(Data supplied begins)

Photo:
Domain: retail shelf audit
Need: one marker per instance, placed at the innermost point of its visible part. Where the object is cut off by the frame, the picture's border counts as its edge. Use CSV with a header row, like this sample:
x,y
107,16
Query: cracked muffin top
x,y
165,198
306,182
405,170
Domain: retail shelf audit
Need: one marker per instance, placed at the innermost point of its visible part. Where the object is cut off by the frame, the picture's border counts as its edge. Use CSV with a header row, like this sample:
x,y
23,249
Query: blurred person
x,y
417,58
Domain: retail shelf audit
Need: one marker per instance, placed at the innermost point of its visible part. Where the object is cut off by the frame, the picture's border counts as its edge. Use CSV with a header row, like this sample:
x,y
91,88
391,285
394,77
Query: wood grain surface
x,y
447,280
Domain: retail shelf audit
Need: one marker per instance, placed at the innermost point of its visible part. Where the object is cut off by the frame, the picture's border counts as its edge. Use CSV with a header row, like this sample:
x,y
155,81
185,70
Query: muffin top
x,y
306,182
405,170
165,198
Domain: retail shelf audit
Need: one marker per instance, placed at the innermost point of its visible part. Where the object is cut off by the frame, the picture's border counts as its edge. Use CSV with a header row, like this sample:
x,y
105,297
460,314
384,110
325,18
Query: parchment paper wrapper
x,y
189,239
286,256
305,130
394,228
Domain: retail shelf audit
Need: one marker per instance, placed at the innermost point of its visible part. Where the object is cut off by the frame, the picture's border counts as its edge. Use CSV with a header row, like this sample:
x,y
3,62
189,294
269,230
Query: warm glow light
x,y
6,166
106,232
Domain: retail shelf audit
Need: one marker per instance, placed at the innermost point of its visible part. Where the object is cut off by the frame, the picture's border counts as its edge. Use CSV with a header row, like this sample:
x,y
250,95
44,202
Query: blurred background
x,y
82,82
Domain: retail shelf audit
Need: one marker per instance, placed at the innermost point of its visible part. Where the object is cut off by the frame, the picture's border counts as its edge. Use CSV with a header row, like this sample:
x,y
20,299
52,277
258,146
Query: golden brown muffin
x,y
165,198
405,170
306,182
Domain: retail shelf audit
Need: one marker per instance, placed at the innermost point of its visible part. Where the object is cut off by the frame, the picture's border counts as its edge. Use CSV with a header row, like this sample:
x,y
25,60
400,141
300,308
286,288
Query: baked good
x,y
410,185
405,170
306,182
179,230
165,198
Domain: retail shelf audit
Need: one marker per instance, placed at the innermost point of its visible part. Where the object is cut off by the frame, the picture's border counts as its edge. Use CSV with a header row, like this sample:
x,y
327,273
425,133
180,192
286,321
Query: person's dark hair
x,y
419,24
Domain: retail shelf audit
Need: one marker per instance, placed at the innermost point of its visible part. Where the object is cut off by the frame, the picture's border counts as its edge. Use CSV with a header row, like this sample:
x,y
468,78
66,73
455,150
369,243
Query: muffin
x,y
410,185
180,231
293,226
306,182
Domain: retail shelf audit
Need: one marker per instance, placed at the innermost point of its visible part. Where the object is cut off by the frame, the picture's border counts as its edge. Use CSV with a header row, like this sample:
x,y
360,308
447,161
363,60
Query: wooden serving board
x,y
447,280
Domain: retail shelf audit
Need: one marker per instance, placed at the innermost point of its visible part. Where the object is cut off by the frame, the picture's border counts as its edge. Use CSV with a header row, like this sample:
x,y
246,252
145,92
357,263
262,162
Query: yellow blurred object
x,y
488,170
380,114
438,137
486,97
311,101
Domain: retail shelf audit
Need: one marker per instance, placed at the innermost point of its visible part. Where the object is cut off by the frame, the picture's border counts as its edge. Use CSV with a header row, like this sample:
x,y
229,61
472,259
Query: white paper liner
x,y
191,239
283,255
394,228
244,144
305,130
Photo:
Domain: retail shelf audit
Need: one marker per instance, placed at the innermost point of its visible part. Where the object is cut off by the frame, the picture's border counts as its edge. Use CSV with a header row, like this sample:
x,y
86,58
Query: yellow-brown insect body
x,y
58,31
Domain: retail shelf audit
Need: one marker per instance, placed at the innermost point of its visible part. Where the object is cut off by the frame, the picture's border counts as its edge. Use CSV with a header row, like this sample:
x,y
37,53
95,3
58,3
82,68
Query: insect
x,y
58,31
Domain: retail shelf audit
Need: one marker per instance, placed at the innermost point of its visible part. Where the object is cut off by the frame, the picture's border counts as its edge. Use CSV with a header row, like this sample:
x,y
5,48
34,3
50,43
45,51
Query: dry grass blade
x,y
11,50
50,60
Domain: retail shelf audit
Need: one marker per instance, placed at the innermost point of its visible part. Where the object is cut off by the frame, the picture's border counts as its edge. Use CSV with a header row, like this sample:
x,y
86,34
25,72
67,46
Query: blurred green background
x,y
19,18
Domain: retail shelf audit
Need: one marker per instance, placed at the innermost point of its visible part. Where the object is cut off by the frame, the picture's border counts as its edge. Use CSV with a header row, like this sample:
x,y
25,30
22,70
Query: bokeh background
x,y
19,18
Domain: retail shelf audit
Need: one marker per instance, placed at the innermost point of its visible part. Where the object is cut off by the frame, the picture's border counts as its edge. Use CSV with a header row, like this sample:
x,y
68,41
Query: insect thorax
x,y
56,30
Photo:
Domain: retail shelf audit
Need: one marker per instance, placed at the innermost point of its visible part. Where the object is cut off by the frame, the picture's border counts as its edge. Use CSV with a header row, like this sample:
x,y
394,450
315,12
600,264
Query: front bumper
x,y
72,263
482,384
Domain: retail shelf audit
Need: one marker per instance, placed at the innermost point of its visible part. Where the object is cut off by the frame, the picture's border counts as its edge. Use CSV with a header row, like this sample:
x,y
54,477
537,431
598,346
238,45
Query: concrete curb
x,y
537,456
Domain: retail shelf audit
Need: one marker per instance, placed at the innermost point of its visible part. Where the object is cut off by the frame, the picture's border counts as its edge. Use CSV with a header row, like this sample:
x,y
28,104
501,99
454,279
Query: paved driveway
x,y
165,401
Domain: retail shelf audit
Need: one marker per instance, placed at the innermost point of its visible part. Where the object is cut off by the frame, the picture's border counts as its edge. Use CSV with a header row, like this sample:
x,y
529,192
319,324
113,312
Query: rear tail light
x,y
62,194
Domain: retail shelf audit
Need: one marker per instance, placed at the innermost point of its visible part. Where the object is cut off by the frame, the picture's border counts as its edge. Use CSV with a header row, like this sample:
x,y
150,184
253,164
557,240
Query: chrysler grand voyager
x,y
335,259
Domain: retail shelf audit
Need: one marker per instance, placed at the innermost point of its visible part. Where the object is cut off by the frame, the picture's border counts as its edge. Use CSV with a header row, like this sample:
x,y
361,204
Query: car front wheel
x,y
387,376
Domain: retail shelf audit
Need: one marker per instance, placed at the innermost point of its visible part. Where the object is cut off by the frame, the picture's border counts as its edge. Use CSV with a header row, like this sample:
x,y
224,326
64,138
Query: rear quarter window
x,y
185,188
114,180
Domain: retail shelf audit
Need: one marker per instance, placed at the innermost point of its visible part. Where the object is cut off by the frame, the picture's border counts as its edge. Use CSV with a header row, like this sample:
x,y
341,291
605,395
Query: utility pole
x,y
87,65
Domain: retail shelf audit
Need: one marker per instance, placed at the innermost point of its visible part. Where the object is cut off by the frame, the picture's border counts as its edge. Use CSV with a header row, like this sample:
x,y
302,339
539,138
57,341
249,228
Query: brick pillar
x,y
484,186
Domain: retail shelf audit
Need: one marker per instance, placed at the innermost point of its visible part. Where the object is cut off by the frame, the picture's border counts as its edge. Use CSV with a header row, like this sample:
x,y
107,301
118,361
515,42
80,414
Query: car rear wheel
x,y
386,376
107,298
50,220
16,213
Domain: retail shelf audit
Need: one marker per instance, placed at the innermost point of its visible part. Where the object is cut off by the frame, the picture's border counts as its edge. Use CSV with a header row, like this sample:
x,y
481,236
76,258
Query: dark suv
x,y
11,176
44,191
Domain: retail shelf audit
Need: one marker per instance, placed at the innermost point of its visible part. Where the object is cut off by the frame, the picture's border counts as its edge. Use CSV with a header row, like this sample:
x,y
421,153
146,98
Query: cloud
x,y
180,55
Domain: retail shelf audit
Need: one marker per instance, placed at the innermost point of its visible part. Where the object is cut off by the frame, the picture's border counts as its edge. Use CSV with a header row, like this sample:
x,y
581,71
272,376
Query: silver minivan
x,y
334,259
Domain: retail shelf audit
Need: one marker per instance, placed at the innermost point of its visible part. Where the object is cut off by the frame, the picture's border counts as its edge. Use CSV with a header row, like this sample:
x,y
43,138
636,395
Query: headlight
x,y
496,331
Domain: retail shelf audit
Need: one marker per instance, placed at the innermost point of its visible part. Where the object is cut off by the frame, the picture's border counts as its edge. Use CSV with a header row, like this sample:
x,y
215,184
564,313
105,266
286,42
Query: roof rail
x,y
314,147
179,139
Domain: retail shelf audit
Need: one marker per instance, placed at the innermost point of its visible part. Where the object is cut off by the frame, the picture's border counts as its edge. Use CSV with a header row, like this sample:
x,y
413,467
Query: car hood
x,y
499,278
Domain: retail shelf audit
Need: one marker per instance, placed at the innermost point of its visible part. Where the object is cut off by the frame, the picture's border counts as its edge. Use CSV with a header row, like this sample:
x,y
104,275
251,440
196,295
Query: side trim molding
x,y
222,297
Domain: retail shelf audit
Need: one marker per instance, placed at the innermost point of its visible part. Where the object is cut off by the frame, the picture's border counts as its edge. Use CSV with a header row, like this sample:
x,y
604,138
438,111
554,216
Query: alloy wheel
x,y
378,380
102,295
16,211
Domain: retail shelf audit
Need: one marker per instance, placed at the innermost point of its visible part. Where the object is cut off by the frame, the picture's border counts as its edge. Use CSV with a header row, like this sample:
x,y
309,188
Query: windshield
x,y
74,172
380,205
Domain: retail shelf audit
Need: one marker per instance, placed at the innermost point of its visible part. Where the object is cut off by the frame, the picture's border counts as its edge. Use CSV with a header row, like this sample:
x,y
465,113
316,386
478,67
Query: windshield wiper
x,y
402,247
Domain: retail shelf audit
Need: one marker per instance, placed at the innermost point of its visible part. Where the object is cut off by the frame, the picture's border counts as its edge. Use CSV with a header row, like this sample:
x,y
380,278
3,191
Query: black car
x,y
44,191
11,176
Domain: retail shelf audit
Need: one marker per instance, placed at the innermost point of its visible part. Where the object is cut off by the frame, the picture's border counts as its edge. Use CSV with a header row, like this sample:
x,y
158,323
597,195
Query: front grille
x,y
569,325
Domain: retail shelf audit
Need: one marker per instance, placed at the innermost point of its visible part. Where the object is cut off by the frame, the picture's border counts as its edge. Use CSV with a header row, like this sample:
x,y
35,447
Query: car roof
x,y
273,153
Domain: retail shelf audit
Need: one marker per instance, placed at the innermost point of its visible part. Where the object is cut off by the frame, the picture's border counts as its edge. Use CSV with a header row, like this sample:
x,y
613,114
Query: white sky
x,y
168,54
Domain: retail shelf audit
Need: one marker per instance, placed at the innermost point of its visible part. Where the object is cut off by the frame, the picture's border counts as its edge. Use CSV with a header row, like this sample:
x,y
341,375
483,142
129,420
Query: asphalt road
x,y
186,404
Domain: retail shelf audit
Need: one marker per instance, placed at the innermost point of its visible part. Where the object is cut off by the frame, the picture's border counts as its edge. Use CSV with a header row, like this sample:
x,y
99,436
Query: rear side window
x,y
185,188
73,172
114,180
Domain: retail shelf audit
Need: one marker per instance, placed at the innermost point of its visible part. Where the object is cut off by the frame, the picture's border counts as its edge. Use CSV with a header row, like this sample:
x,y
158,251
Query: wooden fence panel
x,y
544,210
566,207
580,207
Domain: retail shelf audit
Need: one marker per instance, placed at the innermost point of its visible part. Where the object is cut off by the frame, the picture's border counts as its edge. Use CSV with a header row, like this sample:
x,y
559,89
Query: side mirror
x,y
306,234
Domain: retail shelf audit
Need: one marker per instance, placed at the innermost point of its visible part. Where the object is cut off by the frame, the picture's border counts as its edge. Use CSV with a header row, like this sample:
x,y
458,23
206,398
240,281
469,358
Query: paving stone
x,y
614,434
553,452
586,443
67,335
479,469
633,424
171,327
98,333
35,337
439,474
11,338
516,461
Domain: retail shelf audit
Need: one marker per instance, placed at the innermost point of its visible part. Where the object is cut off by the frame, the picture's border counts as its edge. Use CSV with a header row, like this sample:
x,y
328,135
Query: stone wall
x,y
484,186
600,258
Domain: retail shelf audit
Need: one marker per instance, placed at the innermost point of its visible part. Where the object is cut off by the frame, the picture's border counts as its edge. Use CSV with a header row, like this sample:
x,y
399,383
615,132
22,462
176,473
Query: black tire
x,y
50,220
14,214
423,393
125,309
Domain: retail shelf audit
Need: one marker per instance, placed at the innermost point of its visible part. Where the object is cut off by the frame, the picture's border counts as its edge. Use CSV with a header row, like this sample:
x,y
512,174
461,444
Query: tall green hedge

(Data supplied ends)

### [What the task asks]
When the line containing "Query: black tire" is found in the records above, restate it and every later line word for word through the last one, and nothing more.

### [Result below]
Query: black tire
x,y
50,220
14,214
423,393
125,309
Domain: retail shelf audit
Need: one marker per instance, placed at the innermost point of its visible part. Where the object is cut off by the frame, the picture's border counts as its edge. Use CSV with a header row, like this sample:
x,y
512,174
461,444
Query: tall green hedge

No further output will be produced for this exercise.